#### [Direction]
Please check the article on nudity riders below: how many provisions does Jamie Feldman insert in a fully negotiated nudity rider?

#### [Selected text]
╔══

Amid the added pressures of shooting in the nude, lawyers for actors are demanding more specific, ironclad protections in "nudity riders,” including the ability to sue for leaked footage: "The idea of anything being erased from existence in the digital age is naive."
One would think that in the 10 months since Harvey Weinstein was outed for allegedly assaulting dozens of women, igniting a #MeToo revolution that has swept over Hollywood, one of the first effects would be a dramatic change in the way sex scenes are filmed. Yes and no.
Yes, there's been a lot of talk about making sure actresses feel more empowered on set. And yes, "the amount of nudity being requested is less," says attorney Jamie Feldman, whose clients include Juno Temple and Gillian Jacobs. "People certainly are being a lot more sensitive about how they're asking for that stuff and how it's going to be perceived, about the possible accusation of being gratuitous."
What has not changed, however, are the inherent power imbalances, vulnerabilities and uncomfortable pressures that occur when filming these scenes. In fact, the prevailing wisdom among multiple representatives and filmmakers interviewed is that actresses (and yes, more often these days, actors) need more safeguards than ever — and in the #MeToo era they are more willing to demand them.
Feldman inserts up to 40 extremely specific provisions in a fully negotiated "nudity rider" — the addendum to a performer's contract that spells out the exact requirements and restrictions of any such scenes — everything from fluorescent-colored pasties ("It prevents a shot from accidentally capturing something it shouldn't") to the guarantee of a closed set ("If you have 100 people potentially shooting something with a phone, iPad, whatever, these things become opportunities for something to slip out or be hacked, either maliciously or just through inattention").
Authentic Talent & Literary Management founder and CEO Jon Rubinstein, whose company reps Brie Larson and Vera Farmiga, says abuses continue to be rampant. "Mostly, where you get into trouble is where a producer or director approaches an actress directly on a set and asks for something that wasn't negotiated," says Rubinstein. "It's, 'Look, the whole crew wants to go home. It's midnight. We're all exhausted. We just have to get this one last shot. The way that we've been doing it isn't working. Can you drop the towel?' Or, 'That shirt doesn't look right, why don't you just lose it?' Then suddenly you're standing there and you've got 20 people waiting for you, and you go, 'Ugh, fine.' That happens all the time."

╚══

#### [Supplied entries]
╔══

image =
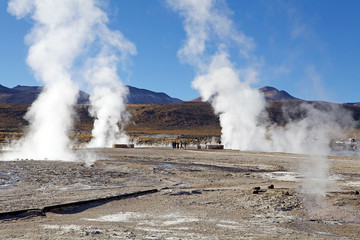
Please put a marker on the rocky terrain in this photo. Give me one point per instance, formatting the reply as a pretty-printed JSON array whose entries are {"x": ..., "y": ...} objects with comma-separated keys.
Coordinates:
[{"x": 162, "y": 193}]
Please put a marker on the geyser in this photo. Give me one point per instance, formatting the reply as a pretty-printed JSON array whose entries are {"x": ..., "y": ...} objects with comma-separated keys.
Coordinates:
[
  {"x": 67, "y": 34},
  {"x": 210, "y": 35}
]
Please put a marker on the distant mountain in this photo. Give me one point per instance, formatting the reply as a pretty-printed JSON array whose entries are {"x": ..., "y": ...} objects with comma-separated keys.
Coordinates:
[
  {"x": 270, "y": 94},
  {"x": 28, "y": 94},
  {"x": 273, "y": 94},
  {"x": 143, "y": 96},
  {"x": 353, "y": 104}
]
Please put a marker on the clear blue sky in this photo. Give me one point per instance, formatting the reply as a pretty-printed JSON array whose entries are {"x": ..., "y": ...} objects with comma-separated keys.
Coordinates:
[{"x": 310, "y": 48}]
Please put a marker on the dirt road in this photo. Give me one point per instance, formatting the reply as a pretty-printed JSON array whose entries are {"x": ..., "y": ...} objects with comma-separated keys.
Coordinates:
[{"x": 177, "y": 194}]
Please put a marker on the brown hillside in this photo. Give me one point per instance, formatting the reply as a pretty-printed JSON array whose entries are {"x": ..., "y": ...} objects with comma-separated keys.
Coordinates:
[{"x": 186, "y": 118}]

╚══

#### [Solution to the problem]
Up to 40.